Texto do documento >>

> >
Como o ES aumentou o número de municípios desde 1900 e o que muda com pacto federativo

Como o ES aumentou o número de municípios desde 1900 e o que muda com pacto federativo

O Estado tinha 24 cidades e, hoje, tem 78. A configuração do mapa do Espírito Santo, no entanto, pode mudar em breve. Uma PEC, que tramita no Senado, quer a redução de 1.145 municípios no país. Veja a evolução do mapa do território capixaba até 2019

Publicado em 2 de dezembro de 2019 às 05:01

Ícone - Tempo de Leitura 0min de leitura
Cachoeiro de Itapemirim, data não revelada. Na década de 1910, era o município mais populoso do Espírito Santo. (APES)

Vinte anos depois de sua última mudança, o mapa do Espírito Santo pode ficar diferente. A proposta de emenda constitucional (PEC) do pacto federativo pode fazer com que o município de Divino de São Lourenço, na região do Caparaó, volte a integrar alguma cidade vizinha. Com o objetivo de fundir municípios com menos de 5 mil habitantes e cuja arrecadação de seus próprios impostos não passem de 10% da receita total, a PEC trouxe de volta o debate sobre a redução do número de cidades.

A última mudança no mapa estadual foi em 1998, quando Governador Lindenberg se emancipou de Colatina, no Noroeste capixaba, dando origem à configuração atual do Espírito Santo, com 78 municípios. Mas nem sempre foi assim.

A OCUPAÇÃO DO ES E A CRIAÇÃO DE MUNICÍPIOS

Índios botocudos na margem do Rio Doce, em 1909, onde hoje é o município de Pancas. (Walter Garber/APES)

No início do século XX, o Estado contava com 24 municípios, tinha 209 mil habitantes e parte do seu território era de mata virgem, ocupado por povos indígenas. A maior parte da população se concentrava no Sul, principalmente em Cachoeiro de Itapemirim, cidade mais desenvolvida até que a própria Capital, graças aos anos dourados da cafeicultura, que durou até a década de 1960.

De acordo com o historiador e vice-presidente do Instituto Histórico e Geográfico do Espírito Santo, Paulo Stuck, a região menos povoada do Estado era o Norte. Como a primeira ponte sobre o Rio Doce só foi construída em 1928, poucos povoados iam além da costa litorânea. A margem norte do afluente contava só com três municípios: LinharesSão Mateus e Conceição da Barra.

"Nessa época, nem mineiros, nem capixabas tinham interesse em ocupar a região do Contestado, que hoje é território de Ecoporanga, Barra de São Francisco e Água Doce do Norte. Anos mais tarde, Minas Gerais tentou anexar os territórios que iam até onde hoje é o município de Nova Venécia. Era o início dos conflitos na região. O Estado começou a mandar imigrantes para lá, com as primeiras colônias em Águia Branca e Colatina, a fim de ocupar o território e evitar que ele fosse anexado pelos mineiros", conta Stuck.

Enunciado do exercício >> Dê continuidade à reportagem sobre a evolução dos municípios do Espírito Santo a partir do ponto em que ela termina. O material a seguir não tem relação com a reportagem.

Registros >>
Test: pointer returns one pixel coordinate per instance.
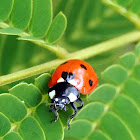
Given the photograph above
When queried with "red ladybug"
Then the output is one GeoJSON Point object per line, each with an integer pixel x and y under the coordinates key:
{"type": "Point", "coordinates": [67, 82]}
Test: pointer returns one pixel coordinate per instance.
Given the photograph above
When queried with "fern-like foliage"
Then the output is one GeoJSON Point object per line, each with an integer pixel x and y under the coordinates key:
{"type": "Point", "coordinates": [112, 109]}
{"type": "Point", "coordinates": [33, 21]}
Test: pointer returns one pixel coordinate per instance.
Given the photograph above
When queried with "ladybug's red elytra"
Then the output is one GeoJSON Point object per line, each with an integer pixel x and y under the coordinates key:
{"type": "Point", "coordinates": [67, 82]}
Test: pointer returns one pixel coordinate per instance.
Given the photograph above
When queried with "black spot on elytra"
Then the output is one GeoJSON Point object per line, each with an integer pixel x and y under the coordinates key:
{"type": "Point", "coordinates": [68, 76]}
{"type": "Point", "coordinates": [71, 76]}
{"type": "Point", "coordinates": [64, 75]}
{"type": "Point", "coordinates": [90, 82]}
{"type": "Point", "coordinates": [64, 63]}
{"type": "Point", "coordinates": [83, 66]}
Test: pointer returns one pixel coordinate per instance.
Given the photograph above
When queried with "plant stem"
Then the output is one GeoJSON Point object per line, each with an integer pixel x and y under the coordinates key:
{"type": "Point", "coordinates": [82, 54]}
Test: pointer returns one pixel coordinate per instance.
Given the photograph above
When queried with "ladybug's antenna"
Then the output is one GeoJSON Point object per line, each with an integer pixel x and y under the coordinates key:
{"type": "Point", "coordinates": [49, 104]}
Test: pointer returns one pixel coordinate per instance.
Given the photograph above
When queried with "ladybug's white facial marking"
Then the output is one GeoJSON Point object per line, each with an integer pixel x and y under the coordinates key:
{"type": "Point", "coordinates": [72, 97]}
{"type": "Point", "coordinates": [60, 80]}
{"type": "Point", "coordinates": [72, 82]}
{"type": "Point", "coordinates": [56, 99]}
{"type": "Point", "coordinates": [52, 94]}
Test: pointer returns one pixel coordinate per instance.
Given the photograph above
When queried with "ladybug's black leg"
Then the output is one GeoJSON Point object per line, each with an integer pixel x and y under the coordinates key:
{"type": "Point", "coordinates": [56, 113]}
{"type": "Point", "coordinates": [51, 107]}
{"type": "Point", "coordinates": [72, 116]}
{"type": "Point", "coordinates": [79, 101]}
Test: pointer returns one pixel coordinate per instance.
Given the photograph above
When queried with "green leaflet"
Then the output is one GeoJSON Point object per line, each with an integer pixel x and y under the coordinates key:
{"type": "Point", "coordinates": [34, 16]}
{"type": "Point", "coordinates": [30, 129]}
{"type": "Point", "coordinates": [12, 136]}
{"type": "Point", "coordinates": [20, 18]}
{"type": "Point", "coordinates": [106, 107]}
{"type": "Point", "coordinates": [5, 124]}
{"type": "Point", "coordinates": [57, 28]}
{"type": "Point", "coordinates": [113, 107]}
{"type": "Point", "coordinates": [128, 8]}
{"type": "Point", "coordinates": [41, 17]}
{"type": "Point", "coordinates": [30, 94]}
{"type": "Point", "coordinates": [5, 9]}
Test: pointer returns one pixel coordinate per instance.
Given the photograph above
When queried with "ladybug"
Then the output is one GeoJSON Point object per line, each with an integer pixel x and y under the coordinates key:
{"type": "Point", "coordinates": [67, 82]}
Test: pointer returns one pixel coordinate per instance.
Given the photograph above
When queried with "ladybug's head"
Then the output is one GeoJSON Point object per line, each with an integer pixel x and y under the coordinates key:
{"type": "Point", "coordinates": [60, 102]}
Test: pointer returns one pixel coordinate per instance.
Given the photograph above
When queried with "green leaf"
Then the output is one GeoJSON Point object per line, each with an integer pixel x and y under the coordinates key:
{"type": "Point", "coordinates": [79, 129]}
{"type": "Point", "coordinates": [4, 124]}
{"type": "Point", "coordinates": [20, 17]}
{"type": "Point", "coordinates": [5, 8]}
{"type": "Point", "coordinates": [107, 125]}
{"type": "Point", "coordinates": [137, 71]}
{"type": "Point", "coordinates": [96, 108]}
{"type": "Point", "coordinates": [27, 93]}
{"type": "Point", "coordinates": [52, 130]}
{"type": "Point", "coordinates": [12, 107]}
{"type": "Point", "coordinates": [131, 116]}
{"type": "Point", "coordinates": [97, 135]}
{"type": "Point", "coordinates": [112, 105]}
{"type": "Point", "coordinates": [104, 93]}
{"type": "Point", "coordinates": [124, 3]}
{"type": "Point", "coordinates": [42, 82]}
{"type": "Point", "coordinates": [118, 78]}
{"type": "Point", "coordinates": [10, 31]}
{"type": "Point", "coordinates": [132, 88]}
{"type": "Point", "coordinates": [128, 60]}
{"type": "Point", "coordinates": [137, 50]}
{"type": "Point", "coordinates": [30, 129]}
{"type": "Point", "coordinates": [12, 136]}
{"type": "Point", "coordinates": [128, 8]}
{"type": "Point", "coordinates": [30, 38]}
{"type": "Point", "coordinates": [41, 18]}
{"type": "Point", "coordinates": [57, 28]}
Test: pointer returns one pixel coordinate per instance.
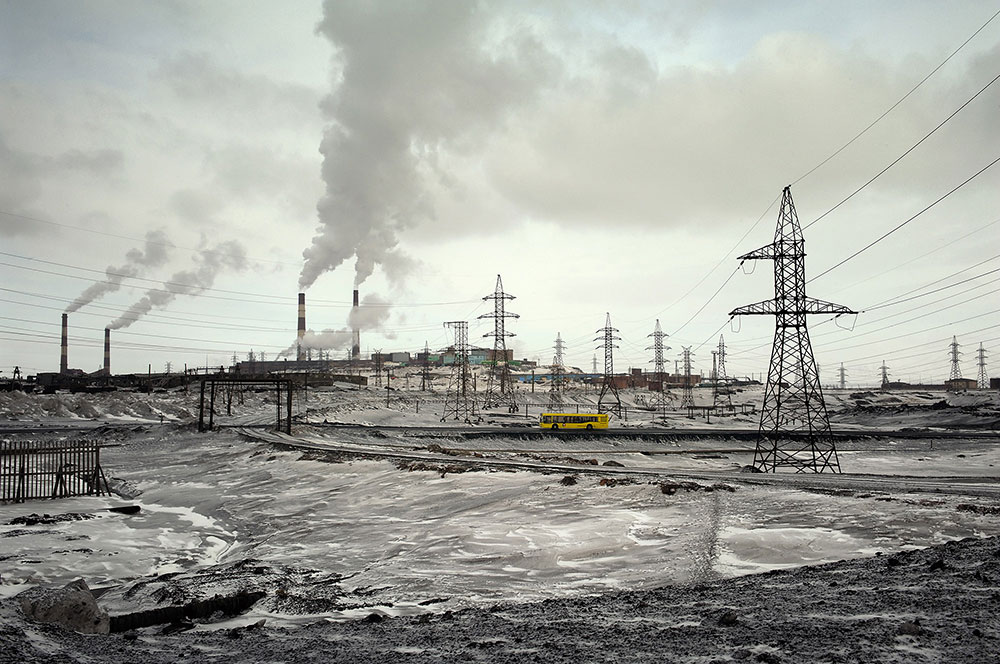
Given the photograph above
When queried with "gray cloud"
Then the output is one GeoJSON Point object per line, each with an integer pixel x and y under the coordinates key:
{"type": "Point", "coordinates": [413, 80]}
{"type": "Point", "coordinates": [154, 254]}
{"type": "Point", "coordinates": [227, 255]}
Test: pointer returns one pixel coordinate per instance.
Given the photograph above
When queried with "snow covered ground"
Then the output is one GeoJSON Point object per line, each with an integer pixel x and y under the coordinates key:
{"type": "Point", "coordinates": [338, 536]}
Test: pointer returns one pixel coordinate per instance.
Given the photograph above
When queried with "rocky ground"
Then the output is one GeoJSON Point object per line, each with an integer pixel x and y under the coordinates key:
{"type": "Point", "coordinates": [940, 604]}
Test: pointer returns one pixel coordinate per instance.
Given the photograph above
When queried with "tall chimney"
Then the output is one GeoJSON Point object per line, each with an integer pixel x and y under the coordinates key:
{"type": "Point", "coordinates": [107, 352]}
{"type": "Point", "coordinates": [356, 333]}
{"type": "Point", "coordinates": [64, 346]}
{"type": "Point", "coordinates": [302, 325]}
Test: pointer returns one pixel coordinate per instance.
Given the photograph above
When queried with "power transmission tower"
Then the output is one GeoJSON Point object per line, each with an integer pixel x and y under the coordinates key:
{"type": "Point", "coordinates": [556, 371]}
{"type": "Point", "coordinates": [608, 339]}
{"type": "Point", "coordinates": [499, 387]}
{"type": "Point", "coordinates": [687, 395]}
{"type": "Point", "coordinates": [983, 382]}
{"type": "Point", "coordinates": [885, 376]}
{"type": "Point", "coordinates": [378, 366]}
{"type": "Point", "coordinates": [458, 402]}
{"type": "Point", "coordinates": [794, 427]}
{"type": "Point", "coordinates": [425, 370]}
{"type": "Point", "coordinates": [659, 372]}
{"type": "Point", "coordinates": [956, 370]}
{"type": "Point", "coordinates": [721, 395]}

Resposta do exercício >>
Com a chegada dos imigrantes e com o desbravamento da região, surgiram vilas que deram origem a novas cidades. No mapa político de 1950, com 34 municípios, o Norte já aparece com as cidades de Colatina e Barra de São Francisco. Também se emancipam municípios no Sul, como Castelo, Rio Novo do Sul e Muqui, que se separaram de Cachoeiro de Itapemirim, por conta da distância da sede administrativa.

FIM DOS CONFLITOS DO CONTESTADO

Cena do docudrama Cotaxés, de Adilson Vilaça, que retrata os conflitos da região do Contestado. (Reprodução)

No mapa de 1964, o Estado contava com 54 municípios. Em 1963, o então governador capixaba Francisco Lacerda de Aguiar, o Chiquinho, assina o “Acordo de Bananal” com o governador de Minas Gerais da época, José de Magalhães Pinto, colocando fim aos conflitos do Contestado.

"Isso deu origem a muitos municípios, que efetivaram seus territórios. É o caso de Nova Venécia, Mucurici, Montanha, Pinheiros e Ecoporanga. Foi o fim de um conflito armado. Havia tiroteios entre as polícias mineiras e capixabas, em meio às disputas locais. Em Ecoporanga ficou conhecido um movimento separatista que muitos comparam a Canudos, de Antônio Conselheiro. Um sujeito chamado Udelino de Matos, que tentou criar o Estado União de Jeová, mas que não durou muito tempo", explica o historiador.

OS FUNDOS CONSTITUCIONAIS E O BOOM DE MUNICÍPIOS

Encerramento das votações da nova carta constitucional, em 1988. (Senado Federal)

Com a criação da Constituição Federal de 1988 e a garantia de transferências da União para os municípios, um grande número de localidades começaram a se emancipar. No Estado, somente em 1988 foram criados nove municípios, entre eles Vargem Alta, Venda Nova do Imigrante e Santa Maria de Jetibá.

"Esse boom de municípios se deu muito por um interesse político de caciques locais, que transformaram distritos em municípios, com o objetivo de se tornarem prefeitos e vereadores. Muitos deles não são viáveis, têm arrecadação mínima e vivem, basicamente, de suprir os salários das pessoas que trabalham na administração municipal", afirma Paulo Stuck.

REDUZIR OU NÃO REDUZIR?

O debate sobre a quantidade de municípios no país não é algo exclusivo dos brasileiros. O processo de redução do número de cidades, com suas prefeituras e câmaras, também está em voga em Portugal, onde desde 2011 já se reduziu 1.168 freguesias, como os municípios são chamados por lá.

Desde o início de novembro, a PEC do pacto federativo já tramita no Senado brasileiro, sobre a relatoria do senador Marcio Bittar (MDB). O diretor da Secretaria Especial da Fazenda, Bruno Funchal, explica que a proposta é que, em 2023, com os dados do novo Censo Demográfico e da arrecadação municipal do período, se elabore uma lista de municípios que não atingirem o mínimo de 5 mil habitantes e 10% da receita oriunda de arrecadação própria, como o IPTU, ITBI e outras taxas municipais. Se a regra fosse colocada em prática hoje,  1.257 municípios estariam na berlinda.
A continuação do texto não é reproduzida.